§ SOURCE RECORDS:

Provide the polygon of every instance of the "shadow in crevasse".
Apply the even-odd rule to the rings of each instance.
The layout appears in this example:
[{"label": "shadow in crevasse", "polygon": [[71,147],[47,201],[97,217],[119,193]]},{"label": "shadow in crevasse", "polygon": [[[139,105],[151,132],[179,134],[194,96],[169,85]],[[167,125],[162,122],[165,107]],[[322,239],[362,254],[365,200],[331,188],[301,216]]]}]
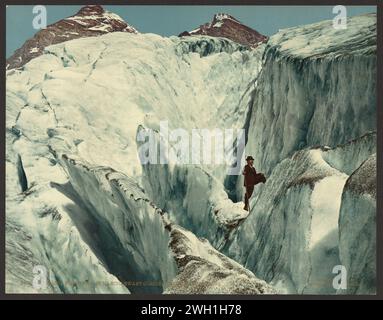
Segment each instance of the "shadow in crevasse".
[{"label": "shadow in crevasse", "polygon": [[162,293],[162,286],[153,285],[159,283],[159,279],[155,275],[143,274],[134,266],[132,253],[123,247],[109,223],[92,213],[96,209],[90,203],[85,203],[70,182],[51,182],[51,186],[74,202],[66,205],[65,210],[82,239],[108,272],[115,275],[132,293]]}]

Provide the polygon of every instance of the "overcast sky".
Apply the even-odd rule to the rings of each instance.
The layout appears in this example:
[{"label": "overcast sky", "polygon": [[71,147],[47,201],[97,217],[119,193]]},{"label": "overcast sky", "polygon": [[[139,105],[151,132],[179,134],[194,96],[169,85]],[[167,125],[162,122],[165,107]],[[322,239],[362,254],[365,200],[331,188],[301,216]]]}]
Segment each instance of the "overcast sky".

§ ASSIGNMENT: In your copy of the entries above, keep the text exact and leave out the pictures.

§ RESPONSE TO THIS TASK:
Provide the polygon of every instance of the "shadow in crevasse".
Apply the even-odd rule to the rings of each instance.
The layout appears in this example:
[{"label": "shadow in crevasse", "polygon": [[71,147],[47,201],[97,217],[119,193]]},{"label": "shadow in crevasse", "polygon": [[[139,105],[151,132],[179,134],[194,96],[169,85]],[[167,125],[162,122],[165,107]],[[322,239],[362,254],[365,200],[331,188],[301,216]]]}]
Segment each instance of the "shadow in crevasse".
[{"label": "shadow in crevasse", "polygon": [[162,293],[162,286],[153,285],[159,283],[159,279],[155,275],[143,274],[134,266],[132,253],[123,247],[109,223],[92,213],[96,209],[90,203],[85,203],[70,182],[51,182],[51,186],[74,202],[66,205],[65,210],[82,239],[108,272],[115,275],[132,293]]}]

Provide the polygon of every instance of the "overcast sky".
Apply the even-odd rule to the rings of each instance.
The layout appears in this example:
[{"label": "overcast sky", "polygon": [[71,147],[47,201],[97,217],[119,193]]},{"label": "overcast sky", "polygon": [[[139,105],[151,132],[179,134],[194,96],[169,85]],[[167,125],[162,122],[165,107]],[[322,239],[362,254],[365,200],[331,188],[301,216]]]}]
Segment each instance of the "overcast sky".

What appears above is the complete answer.